# Data shown start

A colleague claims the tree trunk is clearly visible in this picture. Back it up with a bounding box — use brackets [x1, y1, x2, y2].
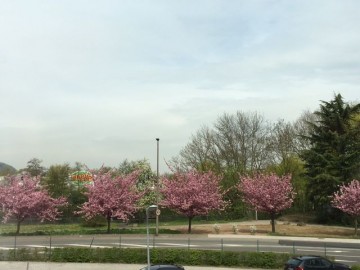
[188, 217, 193, 233]
[355, 217, 358, 236]
[270, 213, 275, 233]
[106, 216, 111, 233]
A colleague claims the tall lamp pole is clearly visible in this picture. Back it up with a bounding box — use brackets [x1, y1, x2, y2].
[155, 138, 160, 236]
[146, 205, 157, 270]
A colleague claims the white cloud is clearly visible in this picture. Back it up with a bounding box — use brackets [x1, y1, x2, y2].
[0, 0, 360, 171]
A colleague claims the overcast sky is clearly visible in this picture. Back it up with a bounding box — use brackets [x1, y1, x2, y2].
[0, 0, 360, 173]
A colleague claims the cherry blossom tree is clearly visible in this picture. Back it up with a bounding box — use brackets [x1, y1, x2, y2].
[0, 174, 67, 234]
[332, 180, 360, 235]
[237, 173, 295, 233]
[160, 170, 226, 233]
[76, 171, 143, 233]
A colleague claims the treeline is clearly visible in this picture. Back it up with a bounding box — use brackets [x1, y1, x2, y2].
[2, 94, 360, 226]
[171, 94, 360, 222]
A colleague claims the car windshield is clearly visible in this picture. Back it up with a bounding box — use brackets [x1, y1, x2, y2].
[286, 258, 301, 266]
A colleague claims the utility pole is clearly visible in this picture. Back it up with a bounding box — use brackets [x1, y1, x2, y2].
[155, 138, 160, 236]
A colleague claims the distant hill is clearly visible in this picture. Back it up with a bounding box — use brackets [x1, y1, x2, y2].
[0, 162, 16, 176]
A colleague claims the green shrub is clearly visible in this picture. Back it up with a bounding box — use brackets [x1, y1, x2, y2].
[0, 247, 294, 270]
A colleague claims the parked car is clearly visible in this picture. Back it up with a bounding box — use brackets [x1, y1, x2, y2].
[284, 255, 351, 270]
[140, 264, 185, 270]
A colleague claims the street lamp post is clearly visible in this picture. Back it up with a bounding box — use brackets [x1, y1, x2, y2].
[155, 138, 160, 236]
[146, 205, 157, 270]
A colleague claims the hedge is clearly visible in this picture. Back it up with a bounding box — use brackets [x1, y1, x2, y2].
[0, 247, 291, 269]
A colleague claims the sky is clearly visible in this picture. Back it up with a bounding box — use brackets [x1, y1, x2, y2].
[0, 0, 360, 173]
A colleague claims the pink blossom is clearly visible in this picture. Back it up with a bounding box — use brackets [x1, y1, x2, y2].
[0, 174, 67, 233]
[76, 171, 143, 232]
[161, 171, 225, 233]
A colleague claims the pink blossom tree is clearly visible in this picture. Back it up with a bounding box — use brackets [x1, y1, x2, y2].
[332, 180, 360, 235]
[160, 171, 226, 233]
[0, 174, 67, 234]
[76, 171, 143, 233]
[238, 173, 295, 233]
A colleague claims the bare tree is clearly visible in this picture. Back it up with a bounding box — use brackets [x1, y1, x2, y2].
[173, 112, 270, 172]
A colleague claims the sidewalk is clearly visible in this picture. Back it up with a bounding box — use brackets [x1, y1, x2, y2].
[0, 262, 254, 270]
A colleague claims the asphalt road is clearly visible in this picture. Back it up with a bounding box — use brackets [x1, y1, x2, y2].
[0, 235, 360, 269]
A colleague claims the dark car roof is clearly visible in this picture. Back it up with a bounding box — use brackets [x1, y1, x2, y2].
[294, 255, 323, 260]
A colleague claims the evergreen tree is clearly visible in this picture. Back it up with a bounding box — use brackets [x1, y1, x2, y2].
[302, 94, 360, 217]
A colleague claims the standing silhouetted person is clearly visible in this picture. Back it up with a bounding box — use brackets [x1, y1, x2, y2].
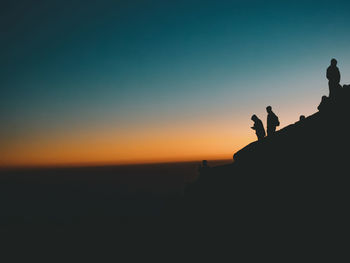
[327, 58, 340, 98]
[266, 106, 280, 136]
[251, 114, 265, 140]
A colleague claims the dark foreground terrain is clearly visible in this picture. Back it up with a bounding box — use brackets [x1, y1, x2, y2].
[0, 160, 232, 231]
[185, 86, 350, 246]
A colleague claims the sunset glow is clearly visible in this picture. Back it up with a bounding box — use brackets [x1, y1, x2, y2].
[0, 1, 350, 167]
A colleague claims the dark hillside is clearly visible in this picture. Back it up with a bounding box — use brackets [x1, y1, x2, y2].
[185, 86, 350, 232]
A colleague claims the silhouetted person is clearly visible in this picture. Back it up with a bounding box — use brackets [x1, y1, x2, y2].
[327, 58, 340, 98]
[251, 114, 265, 140]
[266, 106, 280, 136]
[317, 96, 329, 111]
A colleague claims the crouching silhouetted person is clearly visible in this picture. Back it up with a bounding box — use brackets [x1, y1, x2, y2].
[266, 106, 280, 136]
[317, 96, 330, 111]
[327, 58, 341, 98]
[251, 114, 265, 140]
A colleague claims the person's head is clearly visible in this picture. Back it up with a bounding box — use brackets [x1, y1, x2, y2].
[331, 58, 338, 67]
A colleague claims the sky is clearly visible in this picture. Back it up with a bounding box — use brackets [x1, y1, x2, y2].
[0, 0, 350, 166]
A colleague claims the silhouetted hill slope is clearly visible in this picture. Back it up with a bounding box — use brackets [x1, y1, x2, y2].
[185, 87, 350, 229]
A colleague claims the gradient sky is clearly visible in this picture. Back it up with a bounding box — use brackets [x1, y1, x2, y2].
[0, 0, 350, 166]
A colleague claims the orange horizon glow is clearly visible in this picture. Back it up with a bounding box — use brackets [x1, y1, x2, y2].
[0, 98, 318, 168]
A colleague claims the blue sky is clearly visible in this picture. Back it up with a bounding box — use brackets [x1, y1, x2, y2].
[0, 0, 350, 165]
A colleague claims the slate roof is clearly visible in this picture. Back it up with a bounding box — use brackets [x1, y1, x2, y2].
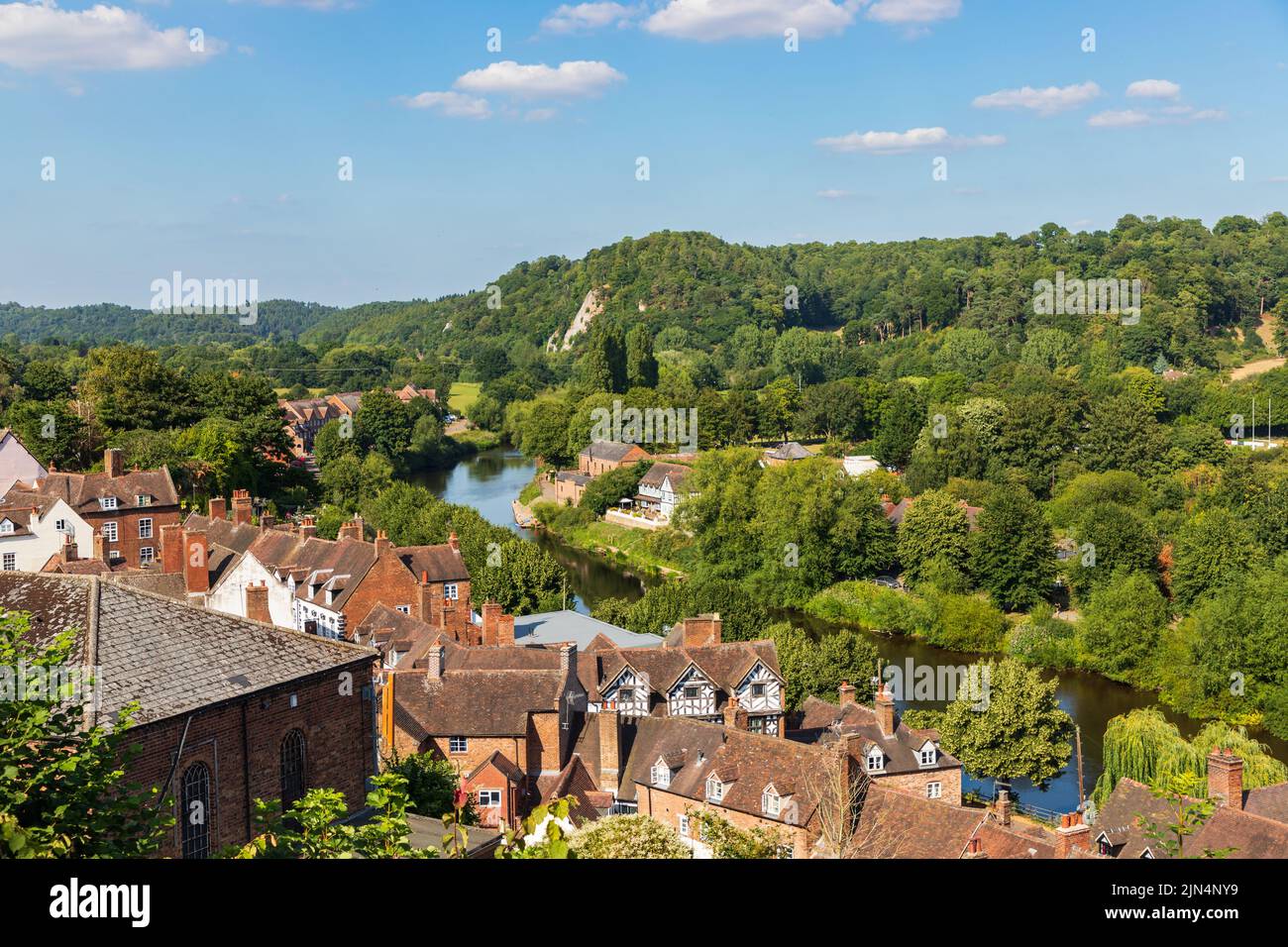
[0, 573, 376, 723]
[787, 695, 961, 773]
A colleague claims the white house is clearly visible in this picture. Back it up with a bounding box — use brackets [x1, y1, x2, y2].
[0, 489, 94, 573]
[0, 428, 49, 498]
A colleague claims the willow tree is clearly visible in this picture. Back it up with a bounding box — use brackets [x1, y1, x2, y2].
[1092, 707, 1288, 805]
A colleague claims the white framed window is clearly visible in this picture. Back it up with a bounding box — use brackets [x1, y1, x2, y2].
[760, 788, 783, 815]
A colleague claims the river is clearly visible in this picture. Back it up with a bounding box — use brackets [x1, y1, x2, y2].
[413, 449, 1288, 811]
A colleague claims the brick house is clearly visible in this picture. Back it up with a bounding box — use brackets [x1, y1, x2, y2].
[577, 441, 649, 476]
[0, 573, 376, 858]
[12, 447, 179, 569]
[787, 683, 962, 804]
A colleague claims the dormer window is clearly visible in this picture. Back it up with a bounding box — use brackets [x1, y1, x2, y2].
[760, 786, 783, 817]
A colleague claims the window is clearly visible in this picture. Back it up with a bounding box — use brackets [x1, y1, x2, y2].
[760, 788, 783, 815]
[280, 730, 304, 809]
[179, 763, 210, 858]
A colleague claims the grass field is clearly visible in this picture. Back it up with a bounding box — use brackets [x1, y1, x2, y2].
[447, 381, 482, 416]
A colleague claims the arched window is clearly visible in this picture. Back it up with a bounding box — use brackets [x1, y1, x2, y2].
[282, 730, 304, 810]
[179, 763, 210, 858]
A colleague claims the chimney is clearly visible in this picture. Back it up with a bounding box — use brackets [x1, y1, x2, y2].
[183, 530, 210, 595]
[724, 697, 747, 730]
[161, 523, 183, 576]
[483, 601, 501, 644]
[993, 789, 1015, 826]
[873, 684, 898, 737]
[595, 701, 622, 796]
[1208, 749, 1243, 809]
[246, 582, 273, 625]
[233, 489, 252, 526]
[1055, 811, 1091, 858]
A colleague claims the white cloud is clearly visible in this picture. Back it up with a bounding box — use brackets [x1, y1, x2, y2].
[1127, 78, 1181, 99]
[971, 82, 1100, 115]
[1087, 108, 1150, 129]
[0, 3, 227, 72]
[541, 3, 645, 34]
[863, 0, 962, 23]
[815, 128, 1006, 155]
[454, 59, 626, 99]
[644, 0, 858, 43]
[399, 91, 492, 119]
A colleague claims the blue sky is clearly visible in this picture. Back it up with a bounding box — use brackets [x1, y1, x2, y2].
[0, 0, 1288, 307]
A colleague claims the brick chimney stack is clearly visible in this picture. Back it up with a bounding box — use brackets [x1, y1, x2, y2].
[1208, 749, 1243, 809]
[595, 701, 622, 795]
[246, 582, 273, 625]
[1055, 811, 1091, 858]
[183, 530, 210, 595]
[233, 489, 252, 526]
[161, 523, 183, 576]
[724, 697, 747, 730]
[873, 684, 898, 737]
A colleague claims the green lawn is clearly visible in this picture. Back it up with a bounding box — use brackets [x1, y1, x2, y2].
[447, 381, 482, 415]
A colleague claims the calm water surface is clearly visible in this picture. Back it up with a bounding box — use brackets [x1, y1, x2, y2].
[415, 449, 1288, 811]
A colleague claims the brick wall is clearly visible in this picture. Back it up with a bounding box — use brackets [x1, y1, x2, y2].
[125, 663, 374, 857]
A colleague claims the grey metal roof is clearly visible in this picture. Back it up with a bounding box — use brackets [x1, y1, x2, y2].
[514, 611, 662, 651]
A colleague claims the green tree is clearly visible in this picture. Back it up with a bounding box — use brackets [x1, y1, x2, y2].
[939, 659, 1073, 786]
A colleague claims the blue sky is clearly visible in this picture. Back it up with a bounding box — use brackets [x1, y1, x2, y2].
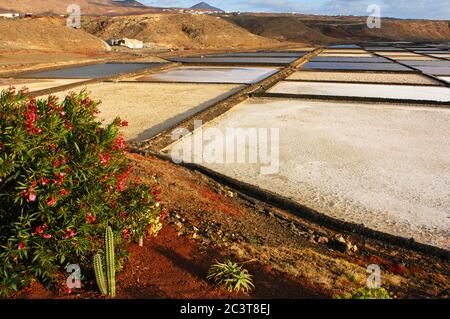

# Data shown end

• Requirement
Rewrite the records from the start up to and including the line with "[286, 258, 301, 266]", changing "colleague" to "coworker" throughout and keeping everything else the same. Omit the pictures from your answer.

• Problem solution
A coworker claims the tree trunk is clearly visible in this picture. Back it up with a bounding box — use brackets [x1, y1, x2, y2].
[188, 217, 193, 233]
[355, 217, 358, 236]
[270, 213, 275, 233]
[106, 216, 111, 233]
A coworker claims the tall lamp pole is clearly visible in this picture. Back it up with a bounding box — use brackets [x1, y1, x2, y2].
[155, 138, 160, 236]
[146, 205, 157, 270]
A coworker claims the white cloud is clearly visible in this picture. Back it up with a bounding box — use brackets [x1, y1, x2, y2].
[0, 0, 360, 171]
A coworker claims the overcast sky is clearly visible in this picture. Back it up with a bounding box — use brackets [x1, y1, x2, y2].
[0, 0, 360, 173]
A coworker claims the cherry blossom tree is clearly visible in this picture. Back it up with a bounding box — use brackets [x1, y1, x2, y2].
[0, 174, 67, 234]
[332, 180, 360, 235]
[237, 173, 295, 233]
[160, 170, 226, 233]
[76, 171, 143, 233]
A coworker claims the treeline is clearly visible in this picture. Back it up with a bounding box — use brackets [x1, y1, x2, y2].
[2, 94, 360, 226]
[171, 94, 360, 222]
A coworker claims the car windshield is clearly visible in this picture. Back it up with a bounding box — use brackets [x1, y1, x2, y2].
[286, 258, 301, 266]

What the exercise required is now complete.